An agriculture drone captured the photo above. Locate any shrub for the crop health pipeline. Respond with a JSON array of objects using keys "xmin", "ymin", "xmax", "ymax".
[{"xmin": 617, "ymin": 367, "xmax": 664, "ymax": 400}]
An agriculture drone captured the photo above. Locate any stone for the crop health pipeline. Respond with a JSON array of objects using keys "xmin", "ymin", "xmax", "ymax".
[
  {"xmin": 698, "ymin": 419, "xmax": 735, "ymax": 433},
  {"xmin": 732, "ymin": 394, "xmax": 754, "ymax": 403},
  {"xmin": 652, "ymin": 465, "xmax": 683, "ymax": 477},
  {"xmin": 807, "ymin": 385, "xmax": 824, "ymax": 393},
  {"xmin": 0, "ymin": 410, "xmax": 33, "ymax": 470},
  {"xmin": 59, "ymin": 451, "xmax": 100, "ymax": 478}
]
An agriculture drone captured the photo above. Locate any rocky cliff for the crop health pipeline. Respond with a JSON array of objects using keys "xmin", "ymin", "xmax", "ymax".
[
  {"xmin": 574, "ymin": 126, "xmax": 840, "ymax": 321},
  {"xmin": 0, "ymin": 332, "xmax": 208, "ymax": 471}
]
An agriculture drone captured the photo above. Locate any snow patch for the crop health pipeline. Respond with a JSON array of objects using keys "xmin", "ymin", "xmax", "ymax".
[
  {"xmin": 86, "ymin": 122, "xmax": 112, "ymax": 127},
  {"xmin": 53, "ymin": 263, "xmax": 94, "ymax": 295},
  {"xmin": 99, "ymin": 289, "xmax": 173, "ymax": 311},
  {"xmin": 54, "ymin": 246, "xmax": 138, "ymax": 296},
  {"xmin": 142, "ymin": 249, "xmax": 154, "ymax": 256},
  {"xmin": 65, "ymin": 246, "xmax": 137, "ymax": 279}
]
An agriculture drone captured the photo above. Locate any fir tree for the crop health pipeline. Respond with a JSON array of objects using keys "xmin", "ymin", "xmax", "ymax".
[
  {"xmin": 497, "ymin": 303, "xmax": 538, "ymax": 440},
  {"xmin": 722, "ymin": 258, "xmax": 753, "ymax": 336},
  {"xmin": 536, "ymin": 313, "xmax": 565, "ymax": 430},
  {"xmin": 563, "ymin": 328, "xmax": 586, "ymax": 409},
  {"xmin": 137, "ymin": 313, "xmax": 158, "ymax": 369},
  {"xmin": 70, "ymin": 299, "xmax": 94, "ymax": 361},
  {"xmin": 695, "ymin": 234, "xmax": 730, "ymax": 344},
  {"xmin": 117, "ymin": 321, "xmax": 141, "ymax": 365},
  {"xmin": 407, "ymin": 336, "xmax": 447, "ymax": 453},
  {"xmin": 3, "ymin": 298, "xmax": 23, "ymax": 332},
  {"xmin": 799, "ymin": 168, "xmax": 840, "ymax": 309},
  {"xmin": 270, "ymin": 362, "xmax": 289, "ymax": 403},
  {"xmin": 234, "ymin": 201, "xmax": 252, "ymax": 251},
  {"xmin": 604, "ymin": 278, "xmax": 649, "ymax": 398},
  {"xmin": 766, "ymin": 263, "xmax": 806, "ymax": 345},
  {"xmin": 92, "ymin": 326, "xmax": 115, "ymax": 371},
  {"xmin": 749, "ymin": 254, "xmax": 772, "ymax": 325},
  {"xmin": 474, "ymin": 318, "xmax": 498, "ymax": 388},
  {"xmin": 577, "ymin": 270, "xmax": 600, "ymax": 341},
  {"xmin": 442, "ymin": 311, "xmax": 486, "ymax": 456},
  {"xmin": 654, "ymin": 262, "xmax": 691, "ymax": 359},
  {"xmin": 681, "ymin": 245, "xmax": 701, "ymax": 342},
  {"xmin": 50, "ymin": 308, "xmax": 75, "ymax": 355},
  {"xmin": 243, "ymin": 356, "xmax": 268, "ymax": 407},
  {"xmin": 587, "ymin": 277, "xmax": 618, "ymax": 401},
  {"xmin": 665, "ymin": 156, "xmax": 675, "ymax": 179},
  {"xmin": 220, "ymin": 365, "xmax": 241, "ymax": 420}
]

************

● WHAT NEEDS TO BE DONE
An exact copy of all the entries above is what is needed.

● FINISHED EXERCISE
An agriculture drone captured the photo above. Locate any shrub for the crop health pipeline. Respond with a JSON array of objects using keys "xmin", "ymin", "xmax", "ymax".
[{"xmin": 617, "ymin": 367, "xmax": 664, "ymax": 400}]
An agriculture drone captured the photo above. Locate any stone for the crop health pipeline. Respond with a JSON array of objects using keys "xmin", "ymin", "xmax", "ymax".
[
  {"xmin": 698, "ymin": 419, "xmax": 735, "ymax": 433},
  {"xmin": 732, "ymin": 394, "xmax": 754, "ymax": 403},
  {"xmin": 652, "ymin": 465, "xmax": 683, "ymax": 477},
  {"xmin": 807, "ymin": 385, "xmax": 824, "ymax": 393},
  {"xmin": 0, "ymin": 410, "xmax": 33, "ymax": 470},
  {"xmin": 59, "ymin": 451, "xmax": 100, "ymax": 478}
]
An agriculture drone captured the photo above. Locate any rocky cliff for the crop health pipeline. Respond with a JSON array of objects using keys "xmin", "ymin", "xmax", "ymax".
[
  {"xmin": 574, "ymin": 126, "xmax": 840, "ymax": 321},
  {"xmin": 0, "ymin": 332, "xmax": 208, "ymax": 471}
]
An agriculture drone captured the photo above. Locate any snow patch for the crop health pipeline. Respond with a JSON array of objects using keys "xmin", "ymin", "xmax", "ymax".
[
  {"xmin": 86, "ymin": 122, "xmax": 112, "ymax": 127},
  {"xmin": 53, "ymin": 263, "xmax": 94, "ymax": 295},
  {"xmin": 99, "ymin": 289, "xmax": 173, "ymax": 311},
  {"xmin": 54, "ymin": 246, "xmax": 138, "ymax": 296},
  {"xmin": 142, "ymin": 249, "xmax": 154, "ymax": 256},
  {"xmin": 65, "ymin": 246, "xmax": 137, "ymax": 279}
]
An agriculture drone captured the photo above. Locate any fir tree for the crop health pipeline. Respond with a JSON array of objects using keys "xmin", "ymin", "xmax", "ymax".
[
  {"xmin": 497, "ymin": 303, "xmax": 538, "ymax": 440},
  {"xmin": 722, "ymin": 258, "xmax": 753, "ymax": 336},
  {"xmin": 536, "ymin": 313, "xmax": 565, "ymax": 430},
  {"xmin": 563, "ymin": 328, "xmax": 586, "ymax": 409},
  {"xmin": 137, "ymin": 313, "xmax": 158, "ymax": 369},
  {"xmin": 70, "ymin": 299, "xmax": 94, "ymax": 361},
  {"xmin": 695, "ymin": 234, "xmax": 730, "ymax": 344},
  {"xmin": 117, "ymin": 321, "xmax": 141, "ymax": 365},
  {"xmin": 407, "ymin": 336, "xmax": 447, "ymax": 453},
  {"xmin": 3, "ymin": 298, "xmax": 23, "ymax": 332},
  {"xmin": 799, "ymin": 168, "xmax": 840, "ymax": 309},
  {"xmin": 270, "ymin": 362, "xmax": 289, "ymax": 403},
  {"xmin": 234, "ymin": 201, "xmax": 252, "ymax": 251},
  {"xmin": 604, "ymin": 278, "xmax": 649, "ymax": 398},
  {"xmin": 766, "ymin": 263, "xmax": 806, "ymax": 345},
  {"xmin": 92, "ymin": 326, "xmax": 115, "ymax": 371},
  {"xmin": 749, "ymin": 254, "xmax": 772, "ymax": 325},
  {"xmin": 474, "ymin": 318, "xmax": 498, "ymax": 388},
  {"xmin": 577, "ymin": 270, "xmax": 600, "ymax": 341},
  {"xmin": 442, "ymin": 311, "xmax": 486, "ymax": 456},
  {"xmin": 654, "ymin": 262, "xmax": 691, "ymax": 359},
  {"xmin": 681, "ymin": 245, "xmax": 701, "ymax": 342},
  {"xmin": 50, "ymin": 308, "xmax": 75, "ymax": 355},
  {"xmin": 243, "ymin": 356, "xmax": 268, "ymax": 407},
  {"xmin": 587, "ymin": 277, "xmax": 618, "ymax": 401},
  {"xmin": 665, "ymin": 156, "xmax": 675, "ymax": 179},
  {"xmin": 220, "ymin": 365, "xmax": 241, "ymax": 420}
]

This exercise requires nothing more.